(Records of labeled points)
+ + + + +

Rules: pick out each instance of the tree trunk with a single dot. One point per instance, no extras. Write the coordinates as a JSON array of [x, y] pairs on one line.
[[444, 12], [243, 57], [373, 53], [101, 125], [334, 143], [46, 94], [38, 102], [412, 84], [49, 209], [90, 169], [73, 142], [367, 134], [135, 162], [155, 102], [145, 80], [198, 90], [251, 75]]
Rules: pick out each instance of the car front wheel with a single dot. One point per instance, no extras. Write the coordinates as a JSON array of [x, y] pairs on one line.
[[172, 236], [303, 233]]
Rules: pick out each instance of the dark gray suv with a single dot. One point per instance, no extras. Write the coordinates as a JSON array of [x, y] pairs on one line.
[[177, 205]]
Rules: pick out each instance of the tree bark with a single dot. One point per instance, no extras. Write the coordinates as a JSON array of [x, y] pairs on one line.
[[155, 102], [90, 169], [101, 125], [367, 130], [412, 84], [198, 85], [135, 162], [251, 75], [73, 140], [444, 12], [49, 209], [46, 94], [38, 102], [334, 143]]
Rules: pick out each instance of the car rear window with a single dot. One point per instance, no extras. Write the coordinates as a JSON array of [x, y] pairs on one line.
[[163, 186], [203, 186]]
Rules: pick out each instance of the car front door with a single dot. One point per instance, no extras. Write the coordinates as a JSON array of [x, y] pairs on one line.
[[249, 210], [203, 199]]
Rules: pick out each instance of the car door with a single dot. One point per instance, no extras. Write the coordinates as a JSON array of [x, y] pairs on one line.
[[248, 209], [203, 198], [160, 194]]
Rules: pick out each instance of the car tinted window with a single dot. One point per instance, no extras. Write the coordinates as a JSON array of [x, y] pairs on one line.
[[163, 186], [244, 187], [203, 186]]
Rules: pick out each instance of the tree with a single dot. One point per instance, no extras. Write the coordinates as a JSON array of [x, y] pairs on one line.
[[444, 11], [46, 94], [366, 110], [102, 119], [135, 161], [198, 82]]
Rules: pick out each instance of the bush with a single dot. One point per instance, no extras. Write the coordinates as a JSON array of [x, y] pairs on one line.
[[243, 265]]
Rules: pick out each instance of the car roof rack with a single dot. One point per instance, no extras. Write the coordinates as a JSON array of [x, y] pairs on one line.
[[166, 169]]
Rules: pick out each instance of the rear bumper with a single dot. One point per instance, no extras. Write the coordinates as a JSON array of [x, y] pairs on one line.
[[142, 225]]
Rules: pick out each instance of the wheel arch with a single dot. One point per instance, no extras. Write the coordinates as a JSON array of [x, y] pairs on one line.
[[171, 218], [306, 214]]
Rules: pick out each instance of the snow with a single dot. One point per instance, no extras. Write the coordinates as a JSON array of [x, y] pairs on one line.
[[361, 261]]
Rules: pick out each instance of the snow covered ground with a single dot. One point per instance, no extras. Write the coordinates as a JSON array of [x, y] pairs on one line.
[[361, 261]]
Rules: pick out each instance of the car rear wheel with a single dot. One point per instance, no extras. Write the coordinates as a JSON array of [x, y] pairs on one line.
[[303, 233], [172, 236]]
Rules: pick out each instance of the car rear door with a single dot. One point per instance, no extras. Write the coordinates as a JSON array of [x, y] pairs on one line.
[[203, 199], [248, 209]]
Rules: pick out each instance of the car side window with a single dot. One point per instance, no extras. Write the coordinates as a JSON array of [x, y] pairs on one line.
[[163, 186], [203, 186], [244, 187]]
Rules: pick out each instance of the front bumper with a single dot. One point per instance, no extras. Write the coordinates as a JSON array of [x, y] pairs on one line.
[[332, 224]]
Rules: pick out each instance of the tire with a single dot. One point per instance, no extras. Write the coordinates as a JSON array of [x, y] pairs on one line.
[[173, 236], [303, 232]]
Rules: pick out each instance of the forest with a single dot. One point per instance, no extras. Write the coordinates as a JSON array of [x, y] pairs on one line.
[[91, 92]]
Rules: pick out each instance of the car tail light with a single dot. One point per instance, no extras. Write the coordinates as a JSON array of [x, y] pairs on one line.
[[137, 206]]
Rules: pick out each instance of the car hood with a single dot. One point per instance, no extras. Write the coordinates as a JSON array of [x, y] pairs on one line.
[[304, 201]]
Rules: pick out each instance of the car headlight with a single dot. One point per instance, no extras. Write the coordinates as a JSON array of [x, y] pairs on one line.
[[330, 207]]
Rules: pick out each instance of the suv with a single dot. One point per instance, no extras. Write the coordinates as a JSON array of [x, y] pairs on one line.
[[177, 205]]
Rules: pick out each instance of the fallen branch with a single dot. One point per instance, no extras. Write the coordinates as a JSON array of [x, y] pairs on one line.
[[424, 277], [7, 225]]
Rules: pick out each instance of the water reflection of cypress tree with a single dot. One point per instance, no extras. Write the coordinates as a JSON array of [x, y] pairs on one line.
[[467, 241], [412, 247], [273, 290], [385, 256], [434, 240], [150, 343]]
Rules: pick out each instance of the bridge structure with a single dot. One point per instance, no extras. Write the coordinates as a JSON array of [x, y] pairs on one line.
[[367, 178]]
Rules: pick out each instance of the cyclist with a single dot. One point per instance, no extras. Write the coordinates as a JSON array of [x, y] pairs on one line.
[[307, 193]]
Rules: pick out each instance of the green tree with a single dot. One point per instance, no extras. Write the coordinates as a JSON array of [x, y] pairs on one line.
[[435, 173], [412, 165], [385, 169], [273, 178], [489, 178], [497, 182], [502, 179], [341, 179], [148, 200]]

+ + + + +

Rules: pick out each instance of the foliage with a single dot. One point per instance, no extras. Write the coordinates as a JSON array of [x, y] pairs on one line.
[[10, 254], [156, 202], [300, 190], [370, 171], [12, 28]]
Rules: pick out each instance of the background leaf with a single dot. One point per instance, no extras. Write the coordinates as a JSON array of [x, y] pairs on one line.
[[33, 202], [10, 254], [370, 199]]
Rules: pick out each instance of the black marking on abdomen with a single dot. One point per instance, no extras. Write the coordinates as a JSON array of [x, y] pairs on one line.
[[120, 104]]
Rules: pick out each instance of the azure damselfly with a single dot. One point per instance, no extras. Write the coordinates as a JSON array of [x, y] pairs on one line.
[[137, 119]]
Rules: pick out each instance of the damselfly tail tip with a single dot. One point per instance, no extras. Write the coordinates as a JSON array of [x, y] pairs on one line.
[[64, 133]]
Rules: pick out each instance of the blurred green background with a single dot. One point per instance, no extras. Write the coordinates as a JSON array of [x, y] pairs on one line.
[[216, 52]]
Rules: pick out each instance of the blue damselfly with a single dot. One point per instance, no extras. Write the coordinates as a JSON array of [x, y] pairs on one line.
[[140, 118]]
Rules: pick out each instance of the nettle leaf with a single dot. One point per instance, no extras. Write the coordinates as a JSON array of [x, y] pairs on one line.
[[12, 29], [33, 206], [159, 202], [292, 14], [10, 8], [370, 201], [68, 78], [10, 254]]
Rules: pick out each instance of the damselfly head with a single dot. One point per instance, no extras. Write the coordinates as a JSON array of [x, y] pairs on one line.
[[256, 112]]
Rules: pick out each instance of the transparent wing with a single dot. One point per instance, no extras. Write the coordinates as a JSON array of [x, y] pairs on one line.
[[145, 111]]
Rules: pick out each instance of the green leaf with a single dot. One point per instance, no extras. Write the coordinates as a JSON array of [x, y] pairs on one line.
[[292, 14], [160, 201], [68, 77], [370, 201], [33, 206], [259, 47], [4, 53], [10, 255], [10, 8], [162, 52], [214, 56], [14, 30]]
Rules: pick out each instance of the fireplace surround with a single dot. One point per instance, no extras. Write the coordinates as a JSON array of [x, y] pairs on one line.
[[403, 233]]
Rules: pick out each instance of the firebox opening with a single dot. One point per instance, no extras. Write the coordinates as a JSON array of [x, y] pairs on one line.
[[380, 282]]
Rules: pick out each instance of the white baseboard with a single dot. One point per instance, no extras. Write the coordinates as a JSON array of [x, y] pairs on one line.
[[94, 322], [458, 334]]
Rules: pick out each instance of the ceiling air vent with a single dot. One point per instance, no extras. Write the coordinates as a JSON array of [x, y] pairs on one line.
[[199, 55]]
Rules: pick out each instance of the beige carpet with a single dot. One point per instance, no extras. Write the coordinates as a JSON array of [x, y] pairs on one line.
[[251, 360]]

+ + + + +

From the line with "Rules: pick out each instance of the green leaf" to the line with "[[380, 282]]", rewrite the records with "single dot" swapped for "single marker" and nothing else altered.

• **EXERCISE RESPONSE**
Rules: pick out each instance of the green leaf with a single marker. One point per instance, no extras. Write the coordinates as a JSON array of [x, y] pairs on one line.
[[292, 14], [160, 201], [68, 77], [370, 201], [33, 206], [259, 47], [4, 53], [10, 255], [10, 8], [162, 52], [214, 56], [14, 30]]
Rules: pick out each instance of the fireplace surround with a single marker. One point per instance, no extras. Write the coordinates as a JSON array of [x, y] pairs on one line.
[[403, 233]]
Rules: pick out each instance of the firebox opening with a single marker. One point per instance, no extras. Write the coordinates as a JSON array of [x, y] pairs on one line.
[[380, 282]]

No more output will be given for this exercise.